→ **PROBLEM DETAILS**
How many lines below hold "dark"? Answer with only the number.

[RECORDS FOR PROCESSING Boundary: Start]

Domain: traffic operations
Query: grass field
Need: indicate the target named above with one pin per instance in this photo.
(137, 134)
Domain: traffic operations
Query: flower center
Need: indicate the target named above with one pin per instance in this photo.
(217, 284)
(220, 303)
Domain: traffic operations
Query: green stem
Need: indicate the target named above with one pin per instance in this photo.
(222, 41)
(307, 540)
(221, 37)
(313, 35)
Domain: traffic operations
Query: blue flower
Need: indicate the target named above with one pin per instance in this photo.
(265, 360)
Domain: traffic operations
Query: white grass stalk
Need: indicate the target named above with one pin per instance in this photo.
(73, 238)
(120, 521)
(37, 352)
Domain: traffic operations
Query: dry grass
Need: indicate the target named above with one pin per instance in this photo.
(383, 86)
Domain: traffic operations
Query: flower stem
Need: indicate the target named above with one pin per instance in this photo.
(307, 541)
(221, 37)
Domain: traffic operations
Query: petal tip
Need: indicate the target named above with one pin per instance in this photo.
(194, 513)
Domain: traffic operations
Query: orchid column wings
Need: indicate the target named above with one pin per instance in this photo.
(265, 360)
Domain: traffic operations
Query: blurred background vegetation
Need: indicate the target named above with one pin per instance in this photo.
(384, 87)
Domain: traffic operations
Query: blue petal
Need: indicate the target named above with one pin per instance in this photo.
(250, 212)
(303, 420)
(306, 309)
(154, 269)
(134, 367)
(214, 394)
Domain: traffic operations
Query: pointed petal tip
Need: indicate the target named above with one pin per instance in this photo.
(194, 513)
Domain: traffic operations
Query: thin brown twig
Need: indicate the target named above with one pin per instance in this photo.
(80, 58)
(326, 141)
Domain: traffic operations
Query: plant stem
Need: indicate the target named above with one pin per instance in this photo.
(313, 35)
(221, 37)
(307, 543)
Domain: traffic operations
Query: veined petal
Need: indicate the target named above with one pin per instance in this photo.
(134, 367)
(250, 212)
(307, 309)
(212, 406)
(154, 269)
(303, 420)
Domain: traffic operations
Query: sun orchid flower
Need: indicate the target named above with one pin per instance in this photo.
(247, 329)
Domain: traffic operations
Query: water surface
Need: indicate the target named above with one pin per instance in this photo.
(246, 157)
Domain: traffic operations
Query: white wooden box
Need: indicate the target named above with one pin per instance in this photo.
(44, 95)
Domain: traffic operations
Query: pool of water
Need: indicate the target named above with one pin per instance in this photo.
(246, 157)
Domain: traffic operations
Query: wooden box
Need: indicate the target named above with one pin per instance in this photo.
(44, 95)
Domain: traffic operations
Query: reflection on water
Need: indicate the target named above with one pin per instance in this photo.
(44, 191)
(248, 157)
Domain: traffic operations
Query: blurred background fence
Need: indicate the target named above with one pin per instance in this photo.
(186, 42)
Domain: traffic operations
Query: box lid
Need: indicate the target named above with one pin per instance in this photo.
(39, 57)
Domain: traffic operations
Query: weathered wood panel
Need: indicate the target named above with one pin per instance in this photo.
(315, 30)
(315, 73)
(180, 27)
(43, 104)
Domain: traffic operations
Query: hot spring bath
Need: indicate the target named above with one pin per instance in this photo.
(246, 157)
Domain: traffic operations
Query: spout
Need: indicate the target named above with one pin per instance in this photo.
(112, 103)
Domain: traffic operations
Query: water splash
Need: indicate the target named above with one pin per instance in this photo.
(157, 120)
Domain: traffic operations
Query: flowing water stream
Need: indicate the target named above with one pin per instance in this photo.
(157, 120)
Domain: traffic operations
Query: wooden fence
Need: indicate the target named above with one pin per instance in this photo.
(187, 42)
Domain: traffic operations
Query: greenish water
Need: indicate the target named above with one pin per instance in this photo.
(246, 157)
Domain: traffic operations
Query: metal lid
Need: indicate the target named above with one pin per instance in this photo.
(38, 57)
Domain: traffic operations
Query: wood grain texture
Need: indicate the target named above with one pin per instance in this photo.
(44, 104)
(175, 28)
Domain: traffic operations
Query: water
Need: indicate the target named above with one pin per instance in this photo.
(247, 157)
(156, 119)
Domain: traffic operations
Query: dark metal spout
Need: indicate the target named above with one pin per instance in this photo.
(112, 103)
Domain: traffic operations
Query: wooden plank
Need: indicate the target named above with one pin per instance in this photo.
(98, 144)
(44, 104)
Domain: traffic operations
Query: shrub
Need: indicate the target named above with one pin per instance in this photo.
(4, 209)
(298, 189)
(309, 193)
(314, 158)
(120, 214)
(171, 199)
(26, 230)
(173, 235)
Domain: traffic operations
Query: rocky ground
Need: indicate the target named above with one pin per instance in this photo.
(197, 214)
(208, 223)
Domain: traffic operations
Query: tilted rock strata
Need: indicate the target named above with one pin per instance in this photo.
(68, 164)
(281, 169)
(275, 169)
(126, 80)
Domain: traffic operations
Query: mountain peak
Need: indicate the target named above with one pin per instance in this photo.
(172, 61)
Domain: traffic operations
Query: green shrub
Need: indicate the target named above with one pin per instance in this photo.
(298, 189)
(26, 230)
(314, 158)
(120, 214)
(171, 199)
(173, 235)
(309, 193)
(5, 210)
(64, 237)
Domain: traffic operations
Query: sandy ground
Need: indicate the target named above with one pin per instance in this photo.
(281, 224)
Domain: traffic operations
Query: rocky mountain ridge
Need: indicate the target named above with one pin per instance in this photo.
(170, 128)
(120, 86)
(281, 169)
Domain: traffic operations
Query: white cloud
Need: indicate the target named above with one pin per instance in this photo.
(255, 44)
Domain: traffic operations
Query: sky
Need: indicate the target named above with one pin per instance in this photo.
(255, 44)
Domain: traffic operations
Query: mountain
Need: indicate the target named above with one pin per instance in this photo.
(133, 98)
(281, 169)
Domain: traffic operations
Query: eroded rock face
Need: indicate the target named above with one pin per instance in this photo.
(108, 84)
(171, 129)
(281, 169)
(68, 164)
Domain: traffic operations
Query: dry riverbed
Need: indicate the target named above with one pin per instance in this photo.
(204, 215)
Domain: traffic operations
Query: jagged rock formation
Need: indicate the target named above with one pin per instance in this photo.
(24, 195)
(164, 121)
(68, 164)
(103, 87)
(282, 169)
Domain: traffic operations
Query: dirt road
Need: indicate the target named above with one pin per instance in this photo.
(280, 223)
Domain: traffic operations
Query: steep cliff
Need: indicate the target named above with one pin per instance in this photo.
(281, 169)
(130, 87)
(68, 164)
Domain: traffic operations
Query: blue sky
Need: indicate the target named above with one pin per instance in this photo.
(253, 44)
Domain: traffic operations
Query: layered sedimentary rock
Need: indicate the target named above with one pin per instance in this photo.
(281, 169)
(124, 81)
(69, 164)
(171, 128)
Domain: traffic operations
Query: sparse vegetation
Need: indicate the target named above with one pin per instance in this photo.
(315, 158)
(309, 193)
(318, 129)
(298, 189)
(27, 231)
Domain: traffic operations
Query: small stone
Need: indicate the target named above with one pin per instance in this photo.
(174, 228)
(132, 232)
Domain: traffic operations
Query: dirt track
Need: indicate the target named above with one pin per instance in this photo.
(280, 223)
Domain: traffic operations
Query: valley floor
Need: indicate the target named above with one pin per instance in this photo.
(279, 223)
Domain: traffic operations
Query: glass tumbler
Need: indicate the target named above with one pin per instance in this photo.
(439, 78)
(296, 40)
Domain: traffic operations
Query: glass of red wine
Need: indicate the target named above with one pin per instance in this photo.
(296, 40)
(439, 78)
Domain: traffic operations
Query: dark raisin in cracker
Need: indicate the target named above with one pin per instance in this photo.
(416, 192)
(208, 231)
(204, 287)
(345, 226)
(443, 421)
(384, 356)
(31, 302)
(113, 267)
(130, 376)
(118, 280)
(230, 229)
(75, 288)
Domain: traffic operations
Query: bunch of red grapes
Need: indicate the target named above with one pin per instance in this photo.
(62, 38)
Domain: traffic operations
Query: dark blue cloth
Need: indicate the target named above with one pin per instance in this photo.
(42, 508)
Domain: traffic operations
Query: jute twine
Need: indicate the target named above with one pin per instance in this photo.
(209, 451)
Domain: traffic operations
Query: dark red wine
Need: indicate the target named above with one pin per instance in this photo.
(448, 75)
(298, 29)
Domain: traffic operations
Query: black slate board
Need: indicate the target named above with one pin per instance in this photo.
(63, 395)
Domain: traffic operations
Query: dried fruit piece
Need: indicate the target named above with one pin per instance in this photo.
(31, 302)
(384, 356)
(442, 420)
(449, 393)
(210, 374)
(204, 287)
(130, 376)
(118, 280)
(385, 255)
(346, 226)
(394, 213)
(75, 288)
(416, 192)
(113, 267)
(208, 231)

[RECORDS FOR PROCESSING Boundary: End]

→ **REPLY**
4